## TASK STATEMENT
Within the data below, find the string "phrase" and return each line where it occurs.

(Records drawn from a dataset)
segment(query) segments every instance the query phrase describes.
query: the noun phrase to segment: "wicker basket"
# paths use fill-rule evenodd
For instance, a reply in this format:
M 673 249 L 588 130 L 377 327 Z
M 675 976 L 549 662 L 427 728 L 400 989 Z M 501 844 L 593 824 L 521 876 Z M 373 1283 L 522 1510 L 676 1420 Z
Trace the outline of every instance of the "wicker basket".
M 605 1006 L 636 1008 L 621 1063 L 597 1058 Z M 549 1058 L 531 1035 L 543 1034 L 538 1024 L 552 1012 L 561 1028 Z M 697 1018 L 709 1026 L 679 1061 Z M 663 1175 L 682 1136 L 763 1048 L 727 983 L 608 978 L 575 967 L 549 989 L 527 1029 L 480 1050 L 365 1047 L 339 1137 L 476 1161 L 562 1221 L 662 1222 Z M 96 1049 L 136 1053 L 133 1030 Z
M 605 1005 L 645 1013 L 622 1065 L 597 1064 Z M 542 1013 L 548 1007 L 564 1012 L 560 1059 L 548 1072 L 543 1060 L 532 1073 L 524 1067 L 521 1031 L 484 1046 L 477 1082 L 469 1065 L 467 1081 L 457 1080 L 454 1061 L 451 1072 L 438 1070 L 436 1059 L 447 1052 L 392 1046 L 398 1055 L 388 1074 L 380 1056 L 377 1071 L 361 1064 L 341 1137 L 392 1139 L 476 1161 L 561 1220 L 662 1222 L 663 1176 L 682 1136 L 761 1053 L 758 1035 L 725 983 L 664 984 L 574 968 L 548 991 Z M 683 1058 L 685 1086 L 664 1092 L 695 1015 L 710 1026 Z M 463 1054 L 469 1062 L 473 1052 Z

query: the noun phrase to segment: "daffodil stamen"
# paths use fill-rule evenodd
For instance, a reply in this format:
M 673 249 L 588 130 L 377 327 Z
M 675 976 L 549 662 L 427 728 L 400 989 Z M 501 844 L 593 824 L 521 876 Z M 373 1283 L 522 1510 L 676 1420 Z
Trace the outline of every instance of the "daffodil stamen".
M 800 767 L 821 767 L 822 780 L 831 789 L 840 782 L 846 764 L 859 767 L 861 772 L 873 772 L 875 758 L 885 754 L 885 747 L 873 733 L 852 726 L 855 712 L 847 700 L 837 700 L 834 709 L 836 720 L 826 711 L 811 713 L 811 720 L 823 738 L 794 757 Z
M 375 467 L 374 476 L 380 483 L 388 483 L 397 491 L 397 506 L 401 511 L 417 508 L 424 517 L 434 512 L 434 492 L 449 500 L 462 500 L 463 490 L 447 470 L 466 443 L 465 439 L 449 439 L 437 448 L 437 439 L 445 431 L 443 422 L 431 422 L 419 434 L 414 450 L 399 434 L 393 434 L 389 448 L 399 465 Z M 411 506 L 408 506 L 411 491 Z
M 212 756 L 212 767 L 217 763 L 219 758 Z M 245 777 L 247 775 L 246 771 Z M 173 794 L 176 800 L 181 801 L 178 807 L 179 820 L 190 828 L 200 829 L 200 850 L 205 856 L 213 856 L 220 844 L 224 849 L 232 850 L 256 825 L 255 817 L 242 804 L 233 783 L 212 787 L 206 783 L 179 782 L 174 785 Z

## SOLUTION BELOW
segment(query) segments every instance the query phrase describes.
query: the noun phrase to segment: "wicker basket"
query: the noun phrase to segment: "daffodil stamen"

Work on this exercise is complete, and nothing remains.